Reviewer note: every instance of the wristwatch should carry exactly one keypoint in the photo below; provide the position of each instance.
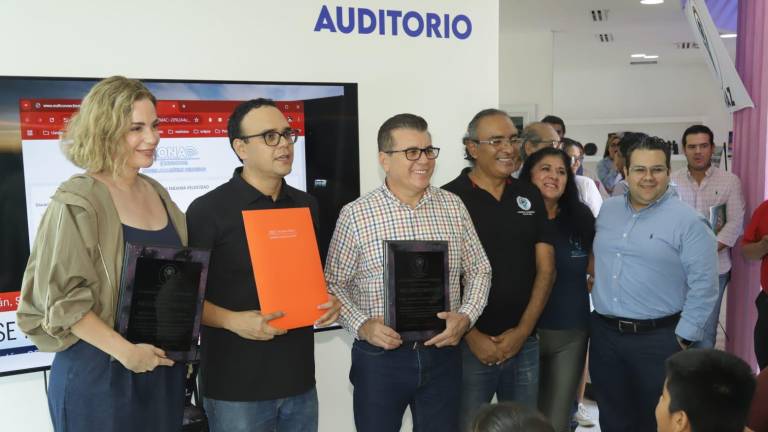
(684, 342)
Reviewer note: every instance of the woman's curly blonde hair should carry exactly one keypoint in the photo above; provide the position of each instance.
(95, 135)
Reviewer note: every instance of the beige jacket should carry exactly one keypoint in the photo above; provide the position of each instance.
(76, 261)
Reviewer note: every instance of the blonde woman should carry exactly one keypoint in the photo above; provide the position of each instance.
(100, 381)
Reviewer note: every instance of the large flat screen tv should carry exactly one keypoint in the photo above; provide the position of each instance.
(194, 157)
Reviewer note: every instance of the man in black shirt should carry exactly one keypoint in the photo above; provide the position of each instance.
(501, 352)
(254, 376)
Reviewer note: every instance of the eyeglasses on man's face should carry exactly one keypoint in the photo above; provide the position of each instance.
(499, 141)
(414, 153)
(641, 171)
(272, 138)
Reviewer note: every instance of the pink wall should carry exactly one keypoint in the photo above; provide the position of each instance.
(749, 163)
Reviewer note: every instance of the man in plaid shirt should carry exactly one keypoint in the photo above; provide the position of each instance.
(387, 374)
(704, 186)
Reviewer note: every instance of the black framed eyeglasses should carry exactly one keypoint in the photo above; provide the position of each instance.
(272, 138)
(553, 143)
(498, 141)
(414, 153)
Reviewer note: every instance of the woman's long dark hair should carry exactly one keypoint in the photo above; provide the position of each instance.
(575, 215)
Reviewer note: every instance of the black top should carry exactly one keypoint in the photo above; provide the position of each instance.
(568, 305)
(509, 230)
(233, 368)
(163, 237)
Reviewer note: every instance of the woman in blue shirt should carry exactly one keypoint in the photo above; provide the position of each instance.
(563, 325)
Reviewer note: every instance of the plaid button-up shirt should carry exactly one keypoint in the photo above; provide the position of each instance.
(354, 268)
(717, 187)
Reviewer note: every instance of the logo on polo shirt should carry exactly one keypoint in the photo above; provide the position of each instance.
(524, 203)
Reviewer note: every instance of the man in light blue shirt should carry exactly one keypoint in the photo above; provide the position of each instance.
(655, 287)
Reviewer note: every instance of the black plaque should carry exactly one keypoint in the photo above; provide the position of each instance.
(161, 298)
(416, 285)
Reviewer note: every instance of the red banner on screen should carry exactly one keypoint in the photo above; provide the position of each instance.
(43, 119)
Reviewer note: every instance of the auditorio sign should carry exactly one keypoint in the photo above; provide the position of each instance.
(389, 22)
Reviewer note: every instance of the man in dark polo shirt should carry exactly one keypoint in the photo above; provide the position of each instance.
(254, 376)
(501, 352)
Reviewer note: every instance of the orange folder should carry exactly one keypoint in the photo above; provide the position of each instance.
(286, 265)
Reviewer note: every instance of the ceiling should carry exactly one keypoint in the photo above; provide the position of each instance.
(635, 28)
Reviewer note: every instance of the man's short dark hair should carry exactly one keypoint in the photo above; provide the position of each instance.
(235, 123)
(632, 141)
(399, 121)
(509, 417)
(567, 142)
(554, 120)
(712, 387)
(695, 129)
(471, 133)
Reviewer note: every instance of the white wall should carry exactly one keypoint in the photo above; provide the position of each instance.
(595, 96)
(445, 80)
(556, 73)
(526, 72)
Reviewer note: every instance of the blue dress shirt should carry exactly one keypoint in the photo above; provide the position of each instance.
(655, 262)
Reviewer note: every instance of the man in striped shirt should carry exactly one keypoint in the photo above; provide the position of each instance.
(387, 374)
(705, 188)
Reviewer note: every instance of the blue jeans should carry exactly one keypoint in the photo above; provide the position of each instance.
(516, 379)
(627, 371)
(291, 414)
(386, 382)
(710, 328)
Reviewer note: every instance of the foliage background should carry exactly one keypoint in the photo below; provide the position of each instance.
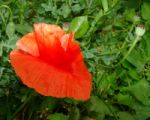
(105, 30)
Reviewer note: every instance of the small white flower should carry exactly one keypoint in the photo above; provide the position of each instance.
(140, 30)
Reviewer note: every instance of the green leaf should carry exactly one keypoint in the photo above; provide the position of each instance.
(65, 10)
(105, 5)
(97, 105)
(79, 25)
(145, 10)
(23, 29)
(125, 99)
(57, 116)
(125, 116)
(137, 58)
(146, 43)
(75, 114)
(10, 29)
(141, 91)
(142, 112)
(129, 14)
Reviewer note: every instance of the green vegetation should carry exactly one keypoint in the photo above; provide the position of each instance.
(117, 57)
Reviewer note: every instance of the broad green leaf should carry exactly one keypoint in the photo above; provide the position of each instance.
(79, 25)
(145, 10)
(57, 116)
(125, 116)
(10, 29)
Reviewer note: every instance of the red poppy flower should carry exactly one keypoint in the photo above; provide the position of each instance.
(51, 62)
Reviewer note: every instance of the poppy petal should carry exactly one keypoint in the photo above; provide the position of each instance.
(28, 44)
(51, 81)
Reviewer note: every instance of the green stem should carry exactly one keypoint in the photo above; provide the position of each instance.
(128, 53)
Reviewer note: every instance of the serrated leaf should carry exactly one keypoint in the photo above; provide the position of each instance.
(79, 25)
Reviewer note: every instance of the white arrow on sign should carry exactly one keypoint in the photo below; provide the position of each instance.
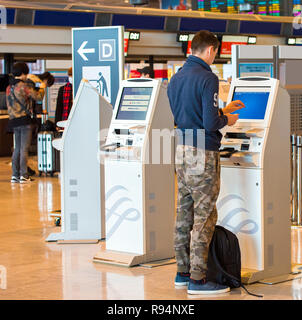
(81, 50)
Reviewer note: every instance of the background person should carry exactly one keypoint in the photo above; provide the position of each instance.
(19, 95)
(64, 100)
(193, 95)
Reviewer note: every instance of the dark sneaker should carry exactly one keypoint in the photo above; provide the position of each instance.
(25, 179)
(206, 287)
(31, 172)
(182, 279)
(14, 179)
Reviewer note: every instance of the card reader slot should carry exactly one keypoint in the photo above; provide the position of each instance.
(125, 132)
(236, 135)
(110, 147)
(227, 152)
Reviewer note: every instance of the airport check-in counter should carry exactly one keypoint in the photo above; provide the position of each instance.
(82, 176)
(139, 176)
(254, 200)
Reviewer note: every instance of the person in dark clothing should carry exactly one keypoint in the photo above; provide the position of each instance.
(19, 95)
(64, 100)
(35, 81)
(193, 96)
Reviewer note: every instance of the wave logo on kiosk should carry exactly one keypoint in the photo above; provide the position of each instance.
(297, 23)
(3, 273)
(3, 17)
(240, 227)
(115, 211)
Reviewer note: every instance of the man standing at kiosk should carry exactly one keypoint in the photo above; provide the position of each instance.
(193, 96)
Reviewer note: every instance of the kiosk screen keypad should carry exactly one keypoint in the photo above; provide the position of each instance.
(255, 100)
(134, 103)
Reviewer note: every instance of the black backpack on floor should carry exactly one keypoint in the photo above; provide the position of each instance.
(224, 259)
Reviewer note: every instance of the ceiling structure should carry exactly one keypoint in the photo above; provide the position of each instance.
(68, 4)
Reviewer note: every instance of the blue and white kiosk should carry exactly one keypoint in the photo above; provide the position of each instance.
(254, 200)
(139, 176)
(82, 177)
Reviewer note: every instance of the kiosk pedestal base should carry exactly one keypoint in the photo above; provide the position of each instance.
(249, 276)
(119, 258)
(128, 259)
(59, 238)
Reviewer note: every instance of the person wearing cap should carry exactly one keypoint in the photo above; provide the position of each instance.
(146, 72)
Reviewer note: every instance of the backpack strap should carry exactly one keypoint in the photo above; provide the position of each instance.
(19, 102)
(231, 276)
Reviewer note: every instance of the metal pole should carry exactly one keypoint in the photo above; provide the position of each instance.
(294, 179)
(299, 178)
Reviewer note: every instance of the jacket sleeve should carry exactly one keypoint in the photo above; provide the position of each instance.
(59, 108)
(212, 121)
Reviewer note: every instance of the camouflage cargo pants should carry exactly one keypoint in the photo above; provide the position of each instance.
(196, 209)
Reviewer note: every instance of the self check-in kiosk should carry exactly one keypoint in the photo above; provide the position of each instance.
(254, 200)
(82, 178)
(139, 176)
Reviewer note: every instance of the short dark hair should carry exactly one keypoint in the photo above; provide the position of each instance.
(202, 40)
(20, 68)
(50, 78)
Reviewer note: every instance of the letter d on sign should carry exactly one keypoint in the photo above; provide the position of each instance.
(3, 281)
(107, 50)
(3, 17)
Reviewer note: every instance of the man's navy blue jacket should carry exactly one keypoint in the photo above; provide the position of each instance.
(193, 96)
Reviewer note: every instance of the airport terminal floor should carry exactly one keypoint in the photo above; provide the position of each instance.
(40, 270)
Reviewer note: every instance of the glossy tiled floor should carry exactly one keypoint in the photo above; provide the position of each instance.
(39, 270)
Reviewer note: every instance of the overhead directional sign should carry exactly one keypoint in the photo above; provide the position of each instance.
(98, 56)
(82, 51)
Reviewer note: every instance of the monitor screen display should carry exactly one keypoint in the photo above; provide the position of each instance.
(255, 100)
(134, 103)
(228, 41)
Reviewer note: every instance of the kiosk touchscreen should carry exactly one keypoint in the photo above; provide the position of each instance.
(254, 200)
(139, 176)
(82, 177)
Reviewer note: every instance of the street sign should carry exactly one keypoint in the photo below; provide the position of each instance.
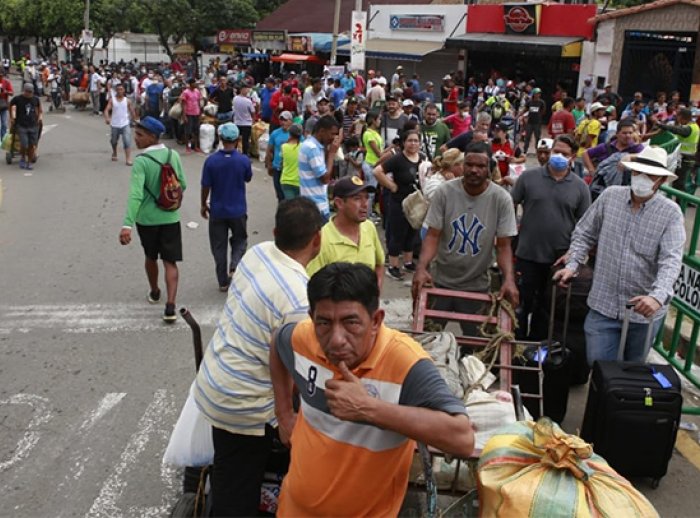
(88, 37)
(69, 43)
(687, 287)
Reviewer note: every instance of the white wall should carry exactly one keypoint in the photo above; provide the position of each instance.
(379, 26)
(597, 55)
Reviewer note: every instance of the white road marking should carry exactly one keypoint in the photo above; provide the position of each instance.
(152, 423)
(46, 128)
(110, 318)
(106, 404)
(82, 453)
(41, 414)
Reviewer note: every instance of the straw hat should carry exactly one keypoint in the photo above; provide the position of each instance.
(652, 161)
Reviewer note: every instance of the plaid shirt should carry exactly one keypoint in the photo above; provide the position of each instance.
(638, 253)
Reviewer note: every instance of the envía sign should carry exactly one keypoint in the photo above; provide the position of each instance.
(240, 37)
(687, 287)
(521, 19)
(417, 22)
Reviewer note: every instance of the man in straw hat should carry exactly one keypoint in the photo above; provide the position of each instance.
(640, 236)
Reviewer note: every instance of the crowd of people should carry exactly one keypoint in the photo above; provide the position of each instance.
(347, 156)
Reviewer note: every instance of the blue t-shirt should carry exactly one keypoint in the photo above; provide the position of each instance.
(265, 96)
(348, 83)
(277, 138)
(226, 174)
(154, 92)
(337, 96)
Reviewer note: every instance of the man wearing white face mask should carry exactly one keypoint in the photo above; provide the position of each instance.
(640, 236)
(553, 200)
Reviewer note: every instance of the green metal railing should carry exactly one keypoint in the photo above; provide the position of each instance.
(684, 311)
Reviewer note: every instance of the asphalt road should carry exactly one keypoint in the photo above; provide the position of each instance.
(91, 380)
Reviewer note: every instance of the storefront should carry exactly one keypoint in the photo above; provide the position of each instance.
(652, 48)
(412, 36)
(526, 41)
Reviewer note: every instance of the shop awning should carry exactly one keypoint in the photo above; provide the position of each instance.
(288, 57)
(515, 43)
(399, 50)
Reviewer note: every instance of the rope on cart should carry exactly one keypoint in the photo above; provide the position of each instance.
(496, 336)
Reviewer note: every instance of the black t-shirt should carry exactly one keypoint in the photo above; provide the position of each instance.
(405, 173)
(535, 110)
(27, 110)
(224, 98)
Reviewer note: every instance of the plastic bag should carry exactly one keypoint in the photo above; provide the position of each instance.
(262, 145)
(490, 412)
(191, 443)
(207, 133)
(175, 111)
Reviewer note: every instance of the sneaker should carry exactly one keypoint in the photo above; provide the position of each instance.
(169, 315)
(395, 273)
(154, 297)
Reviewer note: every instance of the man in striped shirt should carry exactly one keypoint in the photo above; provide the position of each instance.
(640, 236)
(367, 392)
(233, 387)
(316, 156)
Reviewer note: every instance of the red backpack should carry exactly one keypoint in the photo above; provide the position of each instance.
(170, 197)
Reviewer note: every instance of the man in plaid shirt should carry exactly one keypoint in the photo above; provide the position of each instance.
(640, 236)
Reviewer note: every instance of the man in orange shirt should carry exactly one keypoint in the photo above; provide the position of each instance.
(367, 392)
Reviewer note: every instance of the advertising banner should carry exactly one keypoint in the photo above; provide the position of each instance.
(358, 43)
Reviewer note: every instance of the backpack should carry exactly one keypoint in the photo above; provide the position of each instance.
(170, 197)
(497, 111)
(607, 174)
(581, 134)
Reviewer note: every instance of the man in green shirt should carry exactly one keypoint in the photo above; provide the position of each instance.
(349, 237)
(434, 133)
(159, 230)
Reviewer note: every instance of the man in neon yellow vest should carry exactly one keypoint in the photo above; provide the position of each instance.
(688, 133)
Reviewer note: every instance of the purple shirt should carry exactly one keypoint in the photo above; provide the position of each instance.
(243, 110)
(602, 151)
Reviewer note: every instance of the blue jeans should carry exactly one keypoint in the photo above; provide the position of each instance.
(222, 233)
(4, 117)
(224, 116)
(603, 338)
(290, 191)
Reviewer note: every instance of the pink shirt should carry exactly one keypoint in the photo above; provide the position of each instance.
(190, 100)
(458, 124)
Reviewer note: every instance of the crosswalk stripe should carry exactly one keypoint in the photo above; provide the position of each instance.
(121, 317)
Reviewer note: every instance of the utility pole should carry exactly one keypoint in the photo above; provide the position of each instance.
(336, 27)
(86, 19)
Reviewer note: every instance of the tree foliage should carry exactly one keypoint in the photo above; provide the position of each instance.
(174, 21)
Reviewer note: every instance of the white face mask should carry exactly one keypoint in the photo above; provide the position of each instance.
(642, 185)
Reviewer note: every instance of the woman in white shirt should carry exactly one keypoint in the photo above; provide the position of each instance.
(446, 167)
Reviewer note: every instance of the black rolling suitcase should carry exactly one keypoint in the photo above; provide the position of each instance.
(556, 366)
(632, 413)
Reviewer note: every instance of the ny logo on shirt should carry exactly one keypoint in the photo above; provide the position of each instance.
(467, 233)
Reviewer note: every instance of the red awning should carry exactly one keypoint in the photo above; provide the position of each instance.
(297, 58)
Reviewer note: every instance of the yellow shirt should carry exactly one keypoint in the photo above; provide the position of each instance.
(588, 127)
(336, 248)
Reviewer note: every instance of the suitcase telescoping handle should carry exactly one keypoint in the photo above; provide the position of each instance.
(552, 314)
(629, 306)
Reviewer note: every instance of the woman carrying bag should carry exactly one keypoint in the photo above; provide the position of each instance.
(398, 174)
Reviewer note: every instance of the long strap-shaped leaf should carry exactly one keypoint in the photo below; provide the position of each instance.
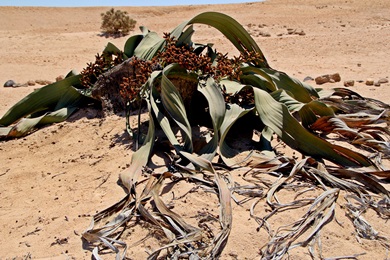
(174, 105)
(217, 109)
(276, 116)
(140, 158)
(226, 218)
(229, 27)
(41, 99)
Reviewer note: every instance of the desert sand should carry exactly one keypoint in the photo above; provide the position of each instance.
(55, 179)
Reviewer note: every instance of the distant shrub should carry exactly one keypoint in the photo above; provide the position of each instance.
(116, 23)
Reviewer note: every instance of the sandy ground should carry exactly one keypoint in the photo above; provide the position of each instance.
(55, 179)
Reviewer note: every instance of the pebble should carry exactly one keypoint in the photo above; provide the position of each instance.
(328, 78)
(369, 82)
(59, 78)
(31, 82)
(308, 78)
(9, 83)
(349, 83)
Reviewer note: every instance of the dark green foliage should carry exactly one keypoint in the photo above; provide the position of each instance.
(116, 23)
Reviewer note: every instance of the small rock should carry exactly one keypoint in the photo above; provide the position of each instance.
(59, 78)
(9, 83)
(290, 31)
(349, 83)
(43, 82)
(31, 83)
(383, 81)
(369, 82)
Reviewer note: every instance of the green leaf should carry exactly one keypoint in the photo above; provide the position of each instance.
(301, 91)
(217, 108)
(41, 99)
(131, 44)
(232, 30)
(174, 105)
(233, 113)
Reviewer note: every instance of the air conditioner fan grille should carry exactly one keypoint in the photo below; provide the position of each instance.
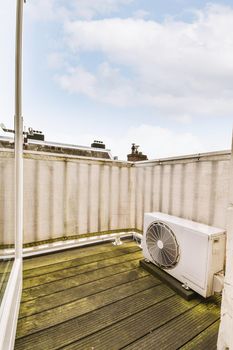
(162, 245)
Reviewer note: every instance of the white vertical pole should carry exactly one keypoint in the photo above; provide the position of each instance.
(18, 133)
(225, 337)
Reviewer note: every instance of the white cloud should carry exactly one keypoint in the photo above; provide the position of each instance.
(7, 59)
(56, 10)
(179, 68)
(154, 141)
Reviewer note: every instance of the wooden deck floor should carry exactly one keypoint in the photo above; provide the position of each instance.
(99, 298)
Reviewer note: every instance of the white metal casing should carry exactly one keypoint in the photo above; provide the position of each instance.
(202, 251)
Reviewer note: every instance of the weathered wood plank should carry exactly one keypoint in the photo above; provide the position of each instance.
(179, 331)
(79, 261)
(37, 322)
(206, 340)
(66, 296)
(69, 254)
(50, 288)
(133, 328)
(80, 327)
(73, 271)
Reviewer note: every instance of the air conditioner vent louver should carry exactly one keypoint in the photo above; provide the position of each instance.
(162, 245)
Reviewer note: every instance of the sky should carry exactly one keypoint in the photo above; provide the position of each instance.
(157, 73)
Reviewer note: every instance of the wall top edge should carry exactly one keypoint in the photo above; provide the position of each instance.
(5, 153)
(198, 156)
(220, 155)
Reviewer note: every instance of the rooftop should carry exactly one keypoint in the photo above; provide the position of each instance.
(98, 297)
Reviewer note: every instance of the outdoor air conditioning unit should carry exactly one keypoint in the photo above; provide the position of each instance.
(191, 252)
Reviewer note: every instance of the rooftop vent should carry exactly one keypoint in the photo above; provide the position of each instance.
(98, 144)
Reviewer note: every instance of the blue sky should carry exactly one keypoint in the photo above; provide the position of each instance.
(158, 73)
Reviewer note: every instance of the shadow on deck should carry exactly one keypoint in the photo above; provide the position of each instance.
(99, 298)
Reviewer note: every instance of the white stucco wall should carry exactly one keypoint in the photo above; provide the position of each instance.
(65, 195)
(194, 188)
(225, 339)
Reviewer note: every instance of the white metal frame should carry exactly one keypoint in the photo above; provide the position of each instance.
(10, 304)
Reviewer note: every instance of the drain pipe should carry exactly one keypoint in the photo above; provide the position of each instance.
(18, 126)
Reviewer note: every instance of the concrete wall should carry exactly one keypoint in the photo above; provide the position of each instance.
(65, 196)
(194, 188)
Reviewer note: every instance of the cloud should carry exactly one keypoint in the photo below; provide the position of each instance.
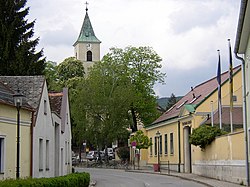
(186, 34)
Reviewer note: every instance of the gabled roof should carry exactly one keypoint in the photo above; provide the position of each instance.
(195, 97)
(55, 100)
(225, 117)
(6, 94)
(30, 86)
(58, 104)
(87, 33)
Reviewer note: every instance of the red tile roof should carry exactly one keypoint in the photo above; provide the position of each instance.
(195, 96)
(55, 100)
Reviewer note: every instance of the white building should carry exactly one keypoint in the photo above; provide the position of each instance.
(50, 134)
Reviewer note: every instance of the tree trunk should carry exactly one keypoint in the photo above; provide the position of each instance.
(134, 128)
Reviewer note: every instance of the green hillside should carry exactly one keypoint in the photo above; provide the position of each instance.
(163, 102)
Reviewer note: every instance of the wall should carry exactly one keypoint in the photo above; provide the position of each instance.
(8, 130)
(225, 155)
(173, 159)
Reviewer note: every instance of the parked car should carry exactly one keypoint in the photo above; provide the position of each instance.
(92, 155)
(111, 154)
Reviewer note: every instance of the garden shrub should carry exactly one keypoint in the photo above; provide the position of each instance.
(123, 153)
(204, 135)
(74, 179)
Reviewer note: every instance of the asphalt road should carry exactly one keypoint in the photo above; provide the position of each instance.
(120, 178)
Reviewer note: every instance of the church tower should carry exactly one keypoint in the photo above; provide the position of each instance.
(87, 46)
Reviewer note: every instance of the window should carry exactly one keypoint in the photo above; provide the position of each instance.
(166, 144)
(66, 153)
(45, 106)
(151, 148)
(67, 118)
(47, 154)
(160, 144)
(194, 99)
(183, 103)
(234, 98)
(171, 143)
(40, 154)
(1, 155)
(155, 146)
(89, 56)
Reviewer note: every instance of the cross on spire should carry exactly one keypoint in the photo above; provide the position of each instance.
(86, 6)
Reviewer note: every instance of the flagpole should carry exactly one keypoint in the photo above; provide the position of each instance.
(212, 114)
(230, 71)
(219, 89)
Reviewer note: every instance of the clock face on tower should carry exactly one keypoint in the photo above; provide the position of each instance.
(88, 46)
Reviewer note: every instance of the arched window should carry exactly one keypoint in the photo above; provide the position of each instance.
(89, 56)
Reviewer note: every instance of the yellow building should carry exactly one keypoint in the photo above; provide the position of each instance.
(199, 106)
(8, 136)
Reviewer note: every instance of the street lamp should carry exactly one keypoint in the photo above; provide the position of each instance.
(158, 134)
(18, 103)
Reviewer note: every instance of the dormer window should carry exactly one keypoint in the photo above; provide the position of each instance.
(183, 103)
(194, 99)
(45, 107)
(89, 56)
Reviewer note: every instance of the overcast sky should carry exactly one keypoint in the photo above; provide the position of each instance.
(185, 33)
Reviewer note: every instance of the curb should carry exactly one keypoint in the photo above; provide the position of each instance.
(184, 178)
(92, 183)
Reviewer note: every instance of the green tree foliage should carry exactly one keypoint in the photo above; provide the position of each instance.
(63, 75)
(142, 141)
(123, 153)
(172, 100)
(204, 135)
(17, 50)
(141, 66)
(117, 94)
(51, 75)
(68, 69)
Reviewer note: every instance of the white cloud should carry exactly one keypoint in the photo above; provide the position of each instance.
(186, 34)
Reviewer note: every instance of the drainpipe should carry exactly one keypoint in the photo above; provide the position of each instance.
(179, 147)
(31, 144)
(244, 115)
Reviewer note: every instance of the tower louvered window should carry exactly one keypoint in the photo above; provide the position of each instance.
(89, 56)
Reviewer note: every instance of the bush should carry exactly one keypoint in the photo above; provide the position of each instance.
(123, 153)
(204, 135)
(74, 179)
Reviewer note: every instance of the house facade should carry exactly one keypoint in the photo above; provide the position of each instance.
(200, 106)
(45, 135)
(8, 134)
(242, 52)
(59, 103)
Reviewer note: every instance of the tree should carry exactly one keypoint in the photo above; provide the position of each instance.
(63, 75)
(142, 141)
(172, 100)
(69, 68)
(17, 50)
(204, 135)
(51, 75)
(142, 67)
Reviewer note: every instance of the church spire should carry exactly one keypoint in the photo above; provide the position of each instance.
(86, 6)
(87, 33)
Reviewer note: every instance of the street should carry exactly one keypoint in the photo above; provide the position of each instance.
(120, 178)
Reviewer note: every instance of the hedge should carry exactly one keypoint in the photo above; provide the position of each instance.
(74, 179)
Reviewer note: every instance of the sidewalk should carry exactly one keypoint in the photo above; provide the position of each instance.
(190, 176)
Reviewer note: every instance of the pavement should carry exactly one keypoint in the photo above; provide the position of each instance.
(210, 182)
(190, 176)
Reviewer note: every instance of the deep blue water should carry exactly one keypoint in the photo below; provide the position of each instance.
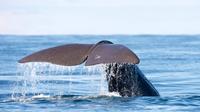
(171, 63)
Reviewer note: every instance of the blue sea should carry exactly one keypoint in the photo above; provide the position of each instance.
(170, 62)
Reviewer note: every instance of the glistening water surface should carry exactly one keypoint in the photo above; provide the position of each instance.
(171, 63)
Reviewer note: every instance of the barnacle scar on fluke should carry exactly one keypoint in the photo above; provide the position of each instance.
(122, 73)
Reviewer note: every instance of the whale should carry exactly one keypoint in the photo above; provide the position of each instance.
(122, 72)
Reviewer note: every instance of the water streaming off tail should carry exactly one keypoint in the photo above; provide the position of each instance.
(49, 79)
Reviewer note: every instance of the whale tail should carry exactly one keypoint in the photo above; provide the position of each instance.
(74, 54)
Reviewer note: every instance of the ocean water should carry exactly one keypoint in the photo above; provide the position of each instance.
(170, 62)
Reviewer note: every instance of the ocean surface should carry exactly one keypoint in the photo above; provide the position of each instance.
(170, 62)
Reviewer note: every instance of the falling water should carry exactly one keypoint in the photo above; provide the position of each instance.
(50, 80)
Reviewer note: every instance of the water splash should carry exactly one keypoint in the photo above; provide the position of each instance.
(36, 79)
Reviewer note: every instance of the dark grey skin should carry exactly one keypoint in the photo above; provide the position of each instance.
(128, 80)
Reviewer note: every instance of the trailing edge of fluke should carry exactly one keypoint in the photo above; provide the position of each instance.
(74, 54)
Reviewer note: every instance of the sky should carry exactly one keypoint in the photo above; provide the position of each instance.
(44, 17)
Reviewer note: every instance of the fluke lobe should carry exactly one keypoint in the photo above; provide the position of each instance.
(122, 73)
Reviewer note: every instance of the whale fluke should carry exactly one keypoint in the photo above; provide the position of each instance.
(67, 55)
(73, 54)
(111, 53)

#####

**Exercise description**
Exactly as written, give again every line from the one containing "Reviewer note: every instance of the whale should" through the last line of the material above, and no other lines.

**Result of the task**
Reviewer note: every instance of the whale should carry exactly one keypoint in the photo above; provide the position of each instance.
(122, 72)
Reviewer note: every instance of the water streaming off tail should carry exactly one keypoint in the photo above; provide the position of each instance.
(49, 79)
Reviewer note: every instance of the whale tail should carry exactly one keypoint in the photo above; provide the position of each instance.
(74, 54)
Reviewer note: every instance of the ocean water should carry exactly one keypoint in the photo above; provide the position of each instance.
(170, 62)
Reviewer note: every instance of the ocean surface should carry exactly one keypoint in the photo above; provide the position of each instance.
(170, 62)
Reviewer note: every instance of the falling water should carry exactly one keypoint in the photo above; provide the position of each instance.
(50, 80)
Reviewer note: every instance of the water splash should carry exactly one keypoint in the photo above; provide the position of each instance.
(36, 79)
Reviewer note: every instance of the dark grey skin should carry exactly one keypoint in the photo above; provide the position of each instance.
(128, 80)
Reviewer note: every instance of the trailing edge of fluke should carry exactly one keypoint in the photo above; provide the position of each instance.
(74, 54)
Reviewer note: every instance of the sky should carry exactly one keypoint in the photo above; provide the position of each instance.
(44, 17)
Reviewer note: every instance of the fluke lobe should carry exactly one keypoint in the photo above; provide the position of each instance.
(122, 73)
Reviewer note: every instance of the whale fluke should carry exactly one keypoint in the photo above; provide the position of each instance.
(67, 55)
(73, 54)
(111, 53)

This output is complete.